## [What needs to be done]
Start with the first line of the material. Repeat each line exactly through the one that contains "rough mask: <svg".

## [Supplied data]
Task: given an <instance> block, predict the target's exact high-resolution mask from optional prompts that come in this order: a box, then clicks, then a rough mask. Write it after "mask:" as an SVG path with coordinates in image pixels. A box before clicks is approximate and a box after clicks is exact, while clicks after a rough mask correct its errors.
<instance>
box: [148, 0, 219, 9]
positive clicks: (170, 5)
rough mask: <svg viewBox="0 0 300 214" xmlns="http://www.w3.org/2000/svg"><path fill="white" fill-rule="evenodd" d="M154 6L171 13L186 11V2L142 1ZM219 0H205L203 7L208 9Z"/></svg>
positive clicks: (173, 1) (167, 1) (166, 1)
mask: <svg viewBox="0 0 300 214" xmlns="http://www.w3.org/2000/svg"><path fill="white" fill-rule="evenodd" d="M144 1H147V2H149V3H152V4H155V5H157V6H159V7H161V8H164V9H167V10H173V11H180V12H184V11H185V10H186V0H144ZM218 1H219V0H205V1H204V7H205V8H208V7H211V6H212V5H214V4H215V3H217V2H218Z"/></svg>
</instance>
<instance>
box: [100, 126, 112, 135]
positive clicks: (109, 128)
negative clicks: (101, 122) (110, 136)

## [Written solution]
Task: given an <instance> block, predict the target's exact high-resolution mask from optional prompts that come in this order: a box, then clicks, then a rough mask. Write it after "mask:" as an SVG path with coordinates in image pixels. A box before clicks is approximate and a box after clicks is exact, while clicks after a rough mask correct its errors.
<instance>
box: [148, 0, 219, 9]
positive clicks: (170, 5)
rough mask: <svg viewBox="0 0 300 214" xmlns="http://www.w3.org/2000/svg"><path fill="white" fill-rule="evenodd" d="M154 6L171 13L186 11V2L142 1ZM219 0H205L203 7L208 9Z"/></svg>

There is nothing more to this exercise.